# Tarea A
Recoge cada línea de los registros que contenga la palabra "concrete", tomando en cuenta mayúsculas y minúsculas.

Como periodista supe y publiqué de sus transas. Vi que si no robaban, se dedicaban a verse al espejo, a nadar de muertito soñando con la grande, agarraban vuelo para el salto de garrocha cual chapulines, o hacían obras para amasar puntos para su partido. Y muchas veces votaron en contra de la gente.

Un día me di cuenta de que ya era daltónica cuando trataba de mirar partidos políticos. Cada vez se me dificulta más distinguir sus colores. Esa misma sensación me visita en tiempos electorales, y especialmente cuando escucho resultados como los del domingo.

Festejo que el candidato proscrito por las televisoras ganó por alianzas anticorruptos apoyado por extremas derechas e izquierdas. Prendo la tele y veo a un dinosaurio de mañas arraigadas y cochino historial que intenta verse rejuvenecido, aunque se le salen colmillos y garras. Veo al viejo y corrompido cacique reciclado en su hijo. O cuando me topo que el que tiró “el sistema” se viste de demócrata al lado de los radicales. O que los de historial oficialista se camuflan de independientes aunque sudan olor añejo.

En la posmodernidad emblemas, historiales y colores importan poco cuando se trata de desbancar al tirano en turno, no importa quiénes viajen a bordo de los caballos de Troya, lo que importa es sacar al buey de la barranca, que gane el partido haiga sido como haiga sido.

En estas elecciones habló claro el voto de castigo. Que si fue contra la camada de gobernadores que financiaron a Peña. Que si tocó también a Mancera. Que si fue contra Peña y su fallido gobierno. Que si fue contra los dictadorzuelos estatales. Que si fue contra el cártel local. Hay múltiples explicaciones.

Algunos triunfos son de dar gusto. Otros no se disfrutan tanto cuando se sabe que los que llegaron son los mismos que se salvaron del naufragio y saltaron a tiempo al barco de la victoria.

Ah, pero eso sí: cómo se disfrutan los primeros días esos votos de castigo. Ese placer de ver a los malos gobernantes con cara de susto -como después de la revolcadota de una ola gigante- nadie nos lo quita.

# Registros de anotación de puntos
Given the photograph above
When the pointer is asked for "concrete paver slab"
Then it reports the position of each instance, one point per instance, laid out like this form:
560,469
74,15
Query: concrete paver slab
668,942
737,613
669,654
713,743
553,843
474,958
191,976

# Tarea B
Devuelve completo y sin ningún cambio el texto sobre el voto de castigo.

# Respuesta completa A
When the pointer is asked for "concrete paver slab"
Query: concrete paver slab

# Respuesta completa B
Como periodista supe y publiqué de sus transas. Vi que si no robaban, se dedicaban a verse al espejo, a nadar de muertito soñando con la grande, agarraban vuelo para el salto de garrocha cual chapulines, o hacían obras para amasar puntos para su partido. Y muchas veces votaron en contra de la gente.

Un día me di cuenta de que ya era daltónica cuando trataba de mirar partidos políticos. Cada vez se me dificulta más distinguir sus colores. Esa misma sensación me visita en tiempos electorales, y especialmente cuando escucho resultados como los del domingo.

Festejo que el candidato proscrito por las televisoras ganó por alianzas anticorruptos apoyado por extremas derechas e izquierdas. Prendo la tele y veo a un dinosaurio de mañas arraigadas y cochino historial que intenta verse rejuvenecido, aunque se le salen colmillos y garras. Veo al viejo y corrompido cacique reciclado en su hijo. O cuando me topo que el que tiró “el sistema” se viste de demócrata al lado de los radicales. O que los de historial oficialista se camuflan de independientes aunque sudan olor añejo.

En la posmodernidad emblemas, historiales y colores importan poco cuando se trata de desbancar al tirano en turno, no importa quiénes viajen a bordo de los caballos de Troya, lo que importa es sacar al buey de la barranca, que gane el partido haiga sido como haiga sido.

En estas elecciones habló claro el voto de castigo. Que si fue contra la camada de gobernadores que financiaron a Peña. Que si tocó también a Mancera. Que si fue contra Peña y su fallido gobierno. Que si fue contra los dictadorzuelos estatales. Que si fue contra el cártel local. Hay múltiples explicaciones.

Algunos triunfos son de dar gusto. Otros no se disfrutan tanto cuando se sabe que los que llegaron son los mismos que se salvaron del naufragio y saltaron a tiempo al barco de la victoria.

Ah, pero eso sí: cómo se disfrutan los primeros días esos votos de castigo. Ese placer de ver a los malos gobernantes con cara de susto -como después de la revolcadota de una ola gigante- nadie nos lo quita.